PROVIDED MATERIAL
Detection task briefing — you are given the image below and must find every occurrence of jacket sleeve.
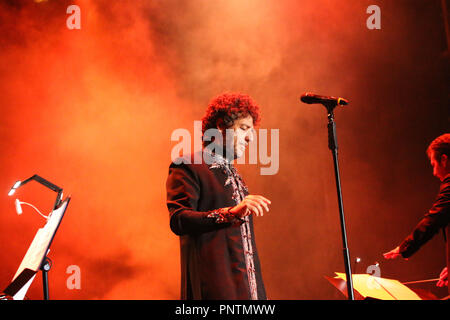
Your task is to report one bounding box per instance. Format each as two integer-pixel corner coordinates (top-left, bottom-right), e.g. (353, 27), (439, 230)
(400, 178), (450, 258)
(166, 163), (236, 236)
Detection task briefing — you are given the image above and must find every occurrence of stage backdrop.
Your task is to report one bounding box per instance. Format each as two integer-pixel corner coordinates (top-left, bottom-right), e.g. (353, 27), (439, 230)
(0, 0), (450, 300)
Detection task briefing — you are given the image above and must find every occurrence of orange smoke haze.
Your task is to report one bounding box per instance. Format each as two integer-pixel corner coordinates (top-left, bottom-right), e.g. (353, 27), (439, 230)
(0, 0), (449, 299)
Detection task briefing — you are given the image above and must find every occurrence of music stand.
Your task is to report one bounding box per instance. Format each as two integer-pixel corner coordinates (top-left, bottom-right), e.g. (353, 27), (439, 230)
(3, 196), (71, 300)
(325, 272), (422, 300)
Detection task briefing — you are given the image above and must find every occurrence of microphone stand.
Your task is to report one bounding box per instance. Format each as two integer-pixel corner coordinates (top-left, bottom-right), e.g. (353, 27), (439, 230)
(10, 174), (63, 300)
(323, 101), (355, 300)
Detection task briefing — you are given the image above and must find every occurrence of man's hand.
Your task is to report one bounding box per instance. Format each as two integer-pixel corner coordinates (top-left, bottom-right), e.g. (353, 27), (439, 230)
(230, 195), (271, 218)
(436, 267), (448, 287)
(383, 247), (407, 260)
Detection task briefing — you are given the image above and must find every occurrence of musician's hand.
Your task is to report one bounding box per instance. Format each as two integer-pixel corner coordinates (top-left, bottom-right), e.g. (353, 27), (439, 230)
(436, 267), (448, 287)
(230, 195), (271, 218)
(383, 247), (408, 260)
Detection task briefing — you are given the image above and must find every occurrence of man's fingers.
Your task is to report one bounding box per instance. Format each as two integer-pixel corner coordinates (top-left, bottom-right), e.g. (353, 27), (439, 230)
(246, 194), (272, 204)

* * *

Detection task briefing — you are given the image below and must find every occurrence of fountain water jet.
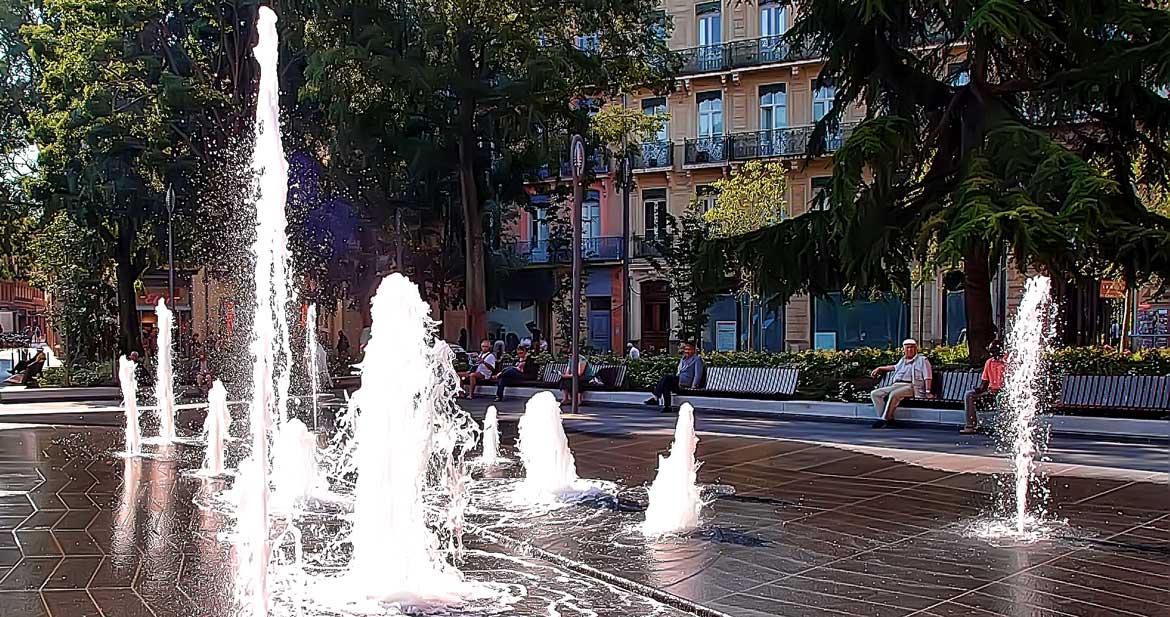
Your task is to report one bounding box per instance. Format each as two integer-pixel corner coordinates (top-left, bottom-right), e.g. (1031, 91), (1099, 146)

* * *

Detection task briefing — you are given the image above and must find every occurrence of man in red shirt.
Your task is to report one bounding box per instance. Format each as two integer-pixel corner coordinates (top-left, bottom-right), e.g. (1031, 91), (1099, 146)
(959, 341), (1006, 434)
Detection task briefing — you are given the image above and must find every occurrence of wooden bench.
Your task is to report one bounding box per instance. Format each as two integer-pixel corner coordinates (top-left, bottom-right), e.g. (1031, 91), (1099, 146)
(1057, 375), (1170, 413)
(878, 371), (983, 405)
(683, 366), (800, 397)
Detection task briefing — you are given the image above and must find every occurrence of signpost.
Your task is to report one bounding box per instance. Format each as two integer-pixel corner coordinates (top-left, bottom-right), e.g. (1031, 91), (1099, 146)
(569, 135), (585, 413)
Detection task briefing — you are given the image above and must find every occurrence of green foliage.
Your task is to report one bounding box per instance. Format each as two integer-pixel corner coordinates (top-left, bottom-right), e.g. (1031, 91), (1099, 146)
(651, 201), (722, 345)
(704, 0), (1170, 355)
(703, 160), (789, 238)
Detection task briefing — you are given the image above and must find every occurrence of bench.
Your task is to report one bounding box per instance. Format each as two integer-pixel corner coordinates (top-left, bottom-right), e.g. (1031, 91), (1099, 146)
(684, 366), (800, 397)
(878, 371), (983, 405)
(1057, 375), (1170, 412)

GOAL
Count the lines in the records above that contain the string "stand", treating case as significant, and give only the number.

EXERCISE ANSWER
2